▸ Data provided:

=-=-=-=-=

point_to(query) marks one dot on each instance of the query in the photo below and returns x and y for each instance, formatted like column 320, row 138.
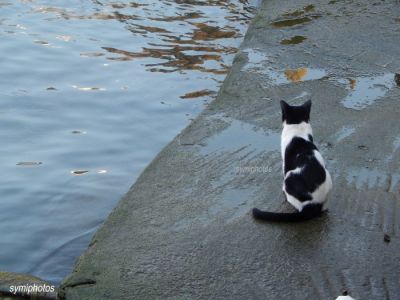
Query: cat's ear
column 307, row 105
column 307, row 110
column 284, row 107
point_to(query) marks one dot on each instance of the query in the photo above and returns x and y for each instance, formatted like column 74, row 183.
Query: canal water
column 90, row 92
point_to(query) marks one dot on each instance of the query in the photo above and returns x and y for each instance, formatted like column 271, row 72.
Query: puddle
column 396, row 144
column 299, row 12
column 242, row 135
column 291, row 22
column 364, row 177
column 344, row 132
column 297, row 39
column 256, row 58
column 364, row 91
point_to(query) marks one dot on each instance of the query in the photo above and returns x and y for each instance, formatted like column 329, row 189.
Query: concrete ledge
column 184, row 230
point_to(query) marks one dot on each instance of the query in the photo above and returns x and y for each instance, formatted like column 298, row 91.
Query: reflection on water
column 90, row 92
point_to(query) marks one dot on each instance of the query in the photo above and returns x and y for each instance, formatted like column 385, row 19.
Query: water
column 90, row 91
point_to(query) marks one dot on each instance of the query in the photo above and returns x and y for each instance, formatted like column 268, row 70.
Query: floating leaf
column 79, row 172
column 29, row 163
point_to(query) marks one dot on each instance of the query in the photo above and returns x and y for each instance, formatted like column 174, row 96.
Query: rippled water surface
column 90, row 91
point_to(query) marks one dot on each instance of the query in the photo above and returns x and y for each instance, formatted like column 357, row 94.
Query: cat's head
column 296, row 114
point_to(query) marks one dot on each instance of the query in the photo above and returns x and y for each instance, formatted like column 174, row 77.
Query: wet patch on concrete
column 296, row 17
column 365, row 178
column 344, row 132
column 365, row 91
column 234, row 203
column 240, row 135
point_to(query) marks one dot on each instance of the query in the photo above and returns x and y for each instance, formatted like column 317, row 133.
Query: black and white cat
column 307, row 182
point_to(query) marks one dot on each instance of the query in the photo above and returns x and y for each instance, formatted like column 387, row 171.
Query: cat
column 307, row 182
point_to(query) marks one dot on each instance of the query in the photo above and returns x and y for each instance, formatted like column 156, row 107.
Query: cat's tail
column 308, row 212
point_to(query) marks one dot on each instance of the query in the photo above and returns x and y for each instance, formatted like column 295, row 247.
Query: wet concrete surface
column 184, row 230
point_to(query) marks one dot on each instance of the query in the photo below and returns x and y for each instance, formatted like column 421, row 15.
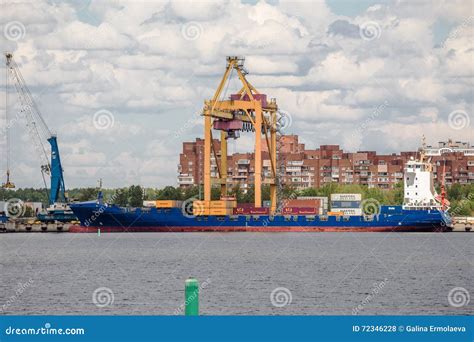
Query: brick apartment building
column 306, row 168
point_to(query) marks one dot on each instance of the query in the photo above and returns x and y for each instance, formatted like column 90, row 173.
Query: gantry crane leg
column 258, row 154
column 273, row 147
column 223, row 164
column 207, row 158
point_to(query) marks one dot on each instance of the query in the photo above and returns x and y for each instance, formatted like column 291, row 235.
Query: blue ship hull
column 94, row 216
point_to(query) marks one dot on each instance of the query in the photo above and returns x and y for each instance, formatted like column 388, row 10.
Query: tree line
column 460, row 196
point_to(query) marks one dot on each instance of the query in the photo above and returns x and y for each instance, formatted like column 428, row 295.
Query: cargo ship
column 423, row 210
column 248, row 110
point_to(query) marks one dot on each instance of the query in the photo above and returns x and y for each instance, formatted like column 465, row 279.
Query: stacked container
column 220, row 207
column 346, row 204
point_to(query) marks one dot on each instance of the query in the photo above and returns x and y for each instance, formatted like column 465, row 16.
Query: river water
column 239, row 273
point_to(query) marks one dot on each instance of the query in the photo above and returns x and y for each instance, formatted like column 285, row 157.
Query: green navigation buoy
column 191, row 297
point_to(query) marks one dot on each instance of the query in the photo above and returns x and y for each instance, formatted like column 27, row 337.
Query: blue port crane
column 39, row 132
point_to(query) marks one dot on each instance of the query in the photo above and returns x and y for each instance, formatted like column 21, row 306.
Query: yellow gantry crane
column 229, row 116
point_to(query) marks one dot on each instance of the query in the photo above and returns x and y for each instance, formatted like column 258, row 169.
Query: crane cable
column 7, row 128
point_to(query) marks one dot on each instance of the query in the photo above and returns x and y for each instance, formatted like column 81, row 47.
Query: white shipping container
column 149, row 204
column 348, row 212
column 346, row 197
column 324, row 200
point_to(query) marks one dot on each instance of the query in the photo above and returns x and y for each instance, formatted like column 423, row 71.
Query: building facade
column 307, row 168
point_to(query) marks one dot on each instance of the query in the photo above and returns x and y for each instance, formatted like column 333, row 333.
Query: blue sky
column 123, row 82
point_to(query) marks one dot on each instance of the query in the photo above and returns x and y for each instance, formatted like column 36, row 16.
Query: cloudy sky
column 122, row 82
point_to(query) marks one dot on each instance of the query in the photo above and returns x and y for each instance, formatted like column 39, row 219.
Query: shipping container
column 167, row 204
column 200, row 211
column 348, row 212
column 250, row 211
column 323, row 200
column 345, row 204
column 346, row 197
column 149, row 204
column 220, row 211
column 223, row 204
column 306, row 203
column 300, row 211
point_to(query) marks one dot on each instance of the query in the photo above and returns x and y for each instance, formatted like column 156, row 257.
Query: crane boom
column 39, row 132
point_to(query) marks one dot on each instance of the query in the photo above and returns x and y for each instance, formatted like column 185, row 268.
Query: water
column 324, row 273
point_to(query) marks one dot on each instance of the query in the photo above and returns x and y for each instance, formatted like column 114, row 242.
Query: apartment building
column 306, row 168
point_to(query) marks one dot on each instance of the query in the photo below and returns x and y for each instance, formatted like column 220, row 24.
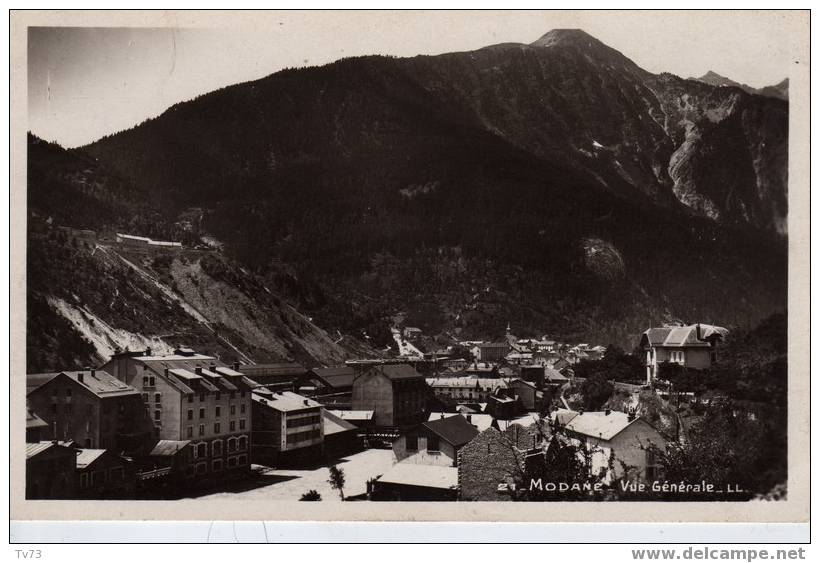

=-=-=-=-=

▸ Problem to work on: Change every "photo" in the material above to "image", and keep everything else the same. Leave the pictures out of your answer.

▸ Output below:
point_to(query) marks one dot on each instance of the query in the image below and returns x and y for each instance, formatted like column 320, row 138.
Query: cat's ear
column 307, row 105
column 307, row 110
column 284, row 107
point_to(query) marks one dot on each instance of the query in the image above and returns x and y for each instance, formatted like column 74, row 183.
Query: canal water
column 90, row 92
point_to(query) marks one dot on each instance of the query in the image above and returns x and y for each instance, formatted like column 271, row 72.
Query: puddle
column 396, row 144
column 299, row 12
column 242, row 135
column 291, row 22
column 364, row 177
column 344, row 132
column 297, row 39
column 256, row 58
column 364, row 91
point_to(query) marks one dot on each instance of the query in the image above and returns x and y for each instance, formatted like column 329, row 189.
Query: concrete ledge
column 184, row 230
point_to(query) marks one dot on each instance of the query in the image above and returns x and y for each instance, formatted like column 298, row 91.
Query: reflection on water
column 90, row 92
point_to(query) marks one dot on each instance of the query in the image above and returns x and y for each instance, formatted like column 385, row 19.
Query: water
column 90, row 91
point_to(query) marks one dot on each instance of the query in the image above and returns x and y for each instance, formatted like column 268, row 70.
Query: floating leaf
column 79, row 172
column 29, row 163
point_to(query) marks one dot on each instance of the query in the image above and returns x and y for each instance, formatted like column 174, row 96.
Query: rippled water surface
column 90, row 91
point_to(query) marks one dot on each instance of the query in the image above and returns x and y for each instance, formatted like column 357, row 94.
Query: cat's head
column 296, row 114
point_to(query) marks one dot on each instance of the query in the image above and returns x and y for each instance, formatted like column 174, row 77.
Query: wet patch on concrete
column 296, row 17
column 365, row 178
column 344, row 132
column 365, row 91
column 234, row 203
column 240, row 135
point_to(query) marks one dot on each instance of the query in the image above and returns x and y for each instance, formatted like column 317, row 133.
Query: black and white cat
column 307, row 182
point_to(query) marks one dot on each instance of the query in the image above and returns x and y for each instance, formatted like column 387, row 171.
Query: cat
column 307, row 182
point_to(query) marks one dot on each instance of the query in the image above and returns x and y for each instance, formatted like column 156, row 107.
Query: cat's tail
column 308, row 212
point_to(query) marks one dot on each instance of the query in the image above and returns x and y for each instance, formatted like column 295, row 247.
Query: wet concrete surface
column 184, row 230
point_to(query) marks one dot on each instance of the query in the image below and returns x and y for each instance, formatted like column 421, row 15.
Query: brick apartment building
column 306, row 168
point_to(query) marks one dot on each instance of the query in the image above and returns x and y for each instance, formatted like column 90, row 173.
Query: gantry crane leg
column 258, row 154
column 273, row 147
column 223, row 164
column 207, row 158
point_to(query) marks one dot on each instance of the query in the image above and returns x and y for each instance, formatted like column 291, row 235.
Query: blue ship hull
column 94, row 216
point_to(query) marks one dot on each instance of the query in the image above and returns x and y for each instance, formatted like column 388, row 10.
Query: tree line
column 460, row 196
point_to(query) marks one dot on each instance of the query in the image above and returns x and y for each instance, formatted like column 428, row 295.
Query: cargo ship
column 423, row 210
column 248, row 110
point_to(query) marks one dot on each instance of the query in the image above and returns x and y for each instance, formatted like column 465, row 279.
Query: stacked container
column 220, row 207
column 346, row 204
point_to(query) marks one dot on each instance of the query in the image above and returns x and y for each instance, formatted like column 465, row 16.
Query: river water
column 239, row 273
point_to(query) marks one dot on each instance of the query in the image above and returns x and y for each instance, formatted like column 285, row 157.
Query: green navigation buoy
column 191, row 297
point_to(query) marks one dot on each instance of the query in the image above and returns x and y for each instance, formatted like column 27, row 337.
Query: blue port crane
column 39, row 132
point_to(query) marks one dot on each instance of the query in the image above and returns x and y for each instance, formatted like column 21, row 306.
Query: yellow gantry crane
column 229, row 116
point_to(query) marks one dot on each instance of the query in the image above and returns x and y for each instance, formatted like column 258, row 169.
Query: crane cable
column 7, row 128
point_to(query) marks one dot on each instance of the query in the image above and returns x and y for each instance, formatted like column 81, row 47.
Query: white shipping container
column 149, row 204
column 348, row 212
column 346, row 197
column 324, row 200
point_to(query) marks one dot on each instance of the query in the image above and returns x and y for each instance, formatted like column 423, row 71.
Query: building facade
column 307, row 168
point_to(query) marks one dot on each instance of the query in the image above and returns x and y for each instance, formatted like column 333, row 333.
Query: blue sky
column 123, row 82
point_to(query) marks one dot on each instance of the query in the image above and returns x and y for each instance, formatted like column 36, row 16.
Query: cloudy sky
column 122, row 82
point_to(query) marks one dot on each instance of the query in the image above and returns x and y for each instance, formatted like column 39, row 219.
Query: shipping container
column 167, row 204
column 200, row 211
column 348, row 212
column 250, row 211
column 323, row 200
column 345, row 204
column 346, row 197
column 149, row 204
column 220, row 211
column 223, row 204
column 306, row 203
column 300, row 211
point_to(query) marks one dot on each instance of the query in the image above and returns x and y for each instance, formatted like column 156, row 257.
Query: crane boom
column 39, row 132
point_to(query) marks one dot on each instance of the query in the image above and returns x and y for each instance, formatted like column 185, row 268.
Query: water
column 324, row 273
point_to(query) marks one dot on each instance of the query in the image above and returns x and y for each instance, formatted like column 114, row 242.
Query: apartment building
column 306, row 168
point_to(query) marks one dot on each instance of the query in the image below and returns x and y for each instance, formatted like column 220, row 24.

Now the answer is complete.